» WHAT THIS TASK INVOLVES: Can you write out the data below again, switching "even-odd rule" to "nonzero winding rule" everywhere and leaving everything else as it is?

» MATERIAL PROVIDED:
★ ★ ★ ★ ★ ★ ★

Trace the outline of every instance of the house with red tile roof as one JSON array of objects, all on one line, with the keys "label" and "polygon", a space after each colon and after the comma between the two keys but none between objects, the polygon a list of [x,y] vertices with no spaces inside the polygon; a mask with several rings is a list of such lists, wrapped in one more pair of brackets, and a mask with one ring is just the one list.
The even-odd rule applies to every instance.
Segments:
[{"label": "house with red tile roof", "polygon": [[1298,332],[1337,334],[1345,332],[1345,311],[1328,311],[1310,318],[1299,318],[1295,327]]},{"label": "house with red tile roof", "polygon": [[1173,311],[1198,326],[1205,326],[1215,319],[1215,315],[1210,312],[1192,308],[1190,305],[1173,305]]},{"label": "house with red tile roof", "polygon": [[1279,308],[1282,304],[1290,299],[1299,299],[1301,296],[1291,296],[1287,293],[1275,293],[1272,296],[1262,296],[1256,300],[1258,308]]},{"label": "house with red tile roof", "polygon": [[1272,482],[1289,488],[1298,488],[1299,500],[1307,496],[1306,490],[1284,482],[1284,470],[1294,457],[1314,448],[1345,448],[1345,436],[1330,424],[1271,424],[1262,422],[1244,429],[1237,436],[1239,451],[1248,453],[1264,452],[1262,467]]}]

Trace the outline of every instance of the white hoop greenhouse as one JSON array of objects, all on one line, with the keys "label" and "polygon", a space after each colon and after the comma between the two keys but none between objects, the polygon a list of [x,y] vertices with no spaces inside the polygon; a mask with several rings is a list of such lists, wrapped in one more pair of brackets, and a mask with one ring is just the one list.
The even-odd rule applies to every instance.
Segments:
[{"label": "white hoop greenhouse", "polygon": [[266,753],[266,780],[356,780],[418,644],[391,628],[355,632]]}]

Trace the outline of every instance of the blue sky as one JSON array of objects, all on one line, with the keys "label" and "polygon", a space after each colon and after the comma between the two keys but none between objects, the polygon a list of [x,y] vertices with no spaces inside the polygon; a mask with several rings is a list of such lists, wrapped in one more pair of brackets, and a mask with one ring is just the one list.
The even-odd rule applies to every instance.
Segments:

★ ★ ★ ★ ★ ★ ★

» TASK OUTPUT:
Trace the outline of every instance of the house with red tile roof as one JSON array of objects, all on one line, with the keys "label" and "polygon", a space after each colon and after the comma between the two keys but none between objects, the polygon a list of [x,y] vertices with no spaces inside the polygon; a mask with several rings is a list of such lists, wrapped in one more pair of brackets, and a mask with one ring is just the one list.
The nonzero winding rule applies to every instance.
Segments:
[{"label": "house with red tile roof", "polygon": [[1298,332],[1337,334],[1345,332],[1345,311],[1328,311],[1310,318],[1299,318],[1295,327]]},{"label": "house with red tile roof", "polygon": [[1173,311],[1198,326],[1205,326],[1215,319],[1215,315],[1210,312],[1192,308],[1190,305],[1173,305]]},{"label": "house with red tile roof", "polygon": [[1279,308],[1282,304],[1290,299],[1299,299],[1301,296],[1291,296],[1287,293],[1275,293],[1272,296],[1262,296],[1256,300],[1258,308]]},{"label": "house with red tile roof", "polygon": [[1272,482],[1289,488],[1298,488],[1299,500],[1307,496],[1306,490],[1284,482],[1284,470],[1294,457],[1314,448],[1345,448],[1345,436],[1330,424],[1271,424],[1262,422],[1244,429],[1237,436],[1239,451],[1248,453],[1264,452],[1262,467]]}]

Trace the outline of every instance of the white hoop greenhouse as one JSON array of objects, all on one line, with the keys "label" and "polygon", a space after each colon and after the comma between the two keys but none between objects, the polygon a list of [x,y] vertices with no spaces inside the polygon; a mask with several rings is a list of such lists, wrapped in one more pair of brackets, and a mask with one ring is just the one list.
The nonzero winding rule applies to every instance.
Segments:
[{"label": "white hoop greenhouse", "polygon": [[266,753],[266,780],[356,780],[418,644],[391,628],[355,632]]}]

Trace the outline of every instance of the blue sky as one JSON array of objects, all on one line, with the keys "label" and "polygon", a space after each colon and after the comma between the two keys but none between objects, the polygon a list of [x,y] vertices with no spaces inside the polygon; a mask with several rings is a list of such lists, wrapped in one more pair of brackets, and a mask with one ring is just the one list.
The nonzero winding rule applies to every instance.
Segments:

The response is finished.